───── Selected passage ─────
# Outstanding loan payment



## manang (Mar 16, 2013)

Need help! I am planning to go back to UAE soon but when I left UAE last year July I have unpaid loan remaining to be paid as per my record there's only 3months left settled the full amount. my questions are if I could check on online banking to see the full amount to be paid till date?and am afraid if will come back in uae and the uae immigration will hold me in entering to their country without settling my loan in ENBD. anticipating and appreciate you reply guys!... thank you


----------



## Canuck_Sens (Nov 16, 2010)

You should call the bank and negotiate a deal to start paying back.
Have that agreement signed and confirmed.

As of now, I think that your name is probably listed and upon arrival you will go to jail.


----------



## Taunted (Mar 16, 2013)

Canuck_Sens said:


> You should call the bank and negotiate a deal to start paying back.
> Have that agreement signed and confirmed.
> 
> As of now, I think that your name is probably listed and upon arrival you will go to jail.


Dont scare the poor guy, he'll be detained, but won't go to jail, to go to jail you need to go to court first. If it's just for a small amount (3 months payments), he can give his passport in, go to the bank, pay it, get a clearance certificate, go to the police station, get his passport back. It'll take a day or so.

OP,

If you have 3 months payments outstanding, ensure that you have that money to pay off the loan in full when you arrive.

Good luck.


----------



## Canuck_Sens (Nov 16, 2010)

I am not scaring anybody. Facts are facts.

Please read the Central Bank circulars. It states clearly that if you are more than 3 months on arrears the bank can take action against the person.

This time frame has elapsed. Since he had a loan, I am sure they are presenting/ presented the cheque. So it is better for him to call the bank and find out. Just call the bank where you had your current account and see if they presented the cheque twice. It is as simple as that

So yes, the risk that his name is listed is high.


----------



## NonStopLeo (Mar 16, 2013)
───── Entries ─────
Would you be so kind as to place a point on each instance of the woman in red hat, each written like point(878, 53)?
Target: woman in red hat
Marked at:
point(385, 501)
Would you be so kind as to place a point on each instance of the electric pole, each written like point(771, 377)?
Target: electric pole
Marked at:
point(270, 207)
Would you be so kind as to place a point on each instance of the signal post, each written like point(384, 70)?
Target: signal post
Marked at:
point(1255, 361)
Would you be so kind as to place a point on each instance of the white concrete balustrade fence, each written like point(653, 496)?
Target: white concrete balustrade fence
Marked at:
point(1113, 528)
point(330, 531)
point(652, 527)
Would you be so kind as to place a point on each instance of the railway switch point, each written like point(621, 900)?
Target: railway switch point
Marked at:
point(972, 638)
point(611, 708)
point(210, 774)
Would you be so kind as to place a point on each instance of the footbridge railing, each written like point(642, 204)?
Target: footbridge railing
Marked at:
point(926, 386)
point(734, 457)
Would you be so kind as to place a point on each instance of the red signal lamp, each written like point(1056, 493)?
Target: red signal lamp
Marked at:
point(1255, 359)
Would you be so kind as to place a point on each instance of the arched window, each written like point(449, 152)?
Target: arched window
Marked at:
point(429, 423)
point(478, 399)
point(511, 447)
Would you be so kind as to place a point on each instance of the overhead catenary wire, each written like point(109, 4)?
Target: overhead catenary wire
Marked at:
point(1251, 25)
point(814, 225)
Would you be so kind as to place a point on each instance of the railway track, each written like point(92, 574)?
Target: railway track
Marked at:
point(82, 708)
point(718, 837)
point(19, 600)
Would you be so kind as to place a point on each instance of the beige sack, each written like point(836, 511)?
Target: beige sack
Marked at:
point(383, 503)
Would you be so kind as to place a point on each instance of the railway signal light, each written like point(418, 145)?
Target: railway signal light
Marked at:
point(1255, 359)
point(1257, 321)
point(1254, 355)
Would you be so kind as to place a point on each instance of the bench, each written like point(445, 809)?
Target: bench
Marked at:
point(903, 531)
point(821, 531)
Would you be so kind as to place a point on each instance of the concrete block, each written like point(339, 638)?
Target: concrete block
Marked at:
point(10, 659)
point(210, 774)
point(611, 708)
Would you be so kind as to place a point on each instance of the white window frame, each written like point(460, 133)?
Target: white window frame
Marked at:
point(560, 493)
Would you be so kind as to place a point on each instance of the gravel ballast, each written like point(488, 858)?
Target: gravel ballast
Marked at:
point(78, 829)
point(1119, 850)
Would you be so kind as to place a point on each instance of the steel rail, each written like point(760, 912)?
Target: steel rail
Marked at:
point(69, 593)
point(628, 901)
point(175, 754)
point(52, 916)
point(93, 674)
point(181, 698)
─────
What you will do ->
#1 In the loan-payment thread, please set down the part that opens with the words containing "## Taunted (Mar" and closes with "a day or so.".
#2 Answer these questions from the loan-payment thread:
(a) Which bank holds the original poster's unpaid loan?
(b) According to Taunted, how long would it take to pay, get a clearance certificate and recover the passport?
(c) What do the Central Bank circulars state, according to Canuck_Sens, about a person more than 3 months in arrears?

Problem solutions ->
#1
## Taunted (Mar 16, 2013)

Canuck_Sens said:


> You should call the bank and negotiate a deal to start paying back.
> Have that agreement signed and confirmed.
> 
> As of now, I think that your name is probably listed and upon arrival you will go to jail.


Dont scare the poor guy, he'll be detained, but won't go to jail, to go to jail you need to go to court first. If it's just for a small amount (3 months payments), he can give his passport in, go to the bank, pay it, get a clearance certificate, go to the police station, get his passport back. It'll take a day or so.

#2
(a) ENBD.
(b) A day or so.
(c) The bank can take action against the person.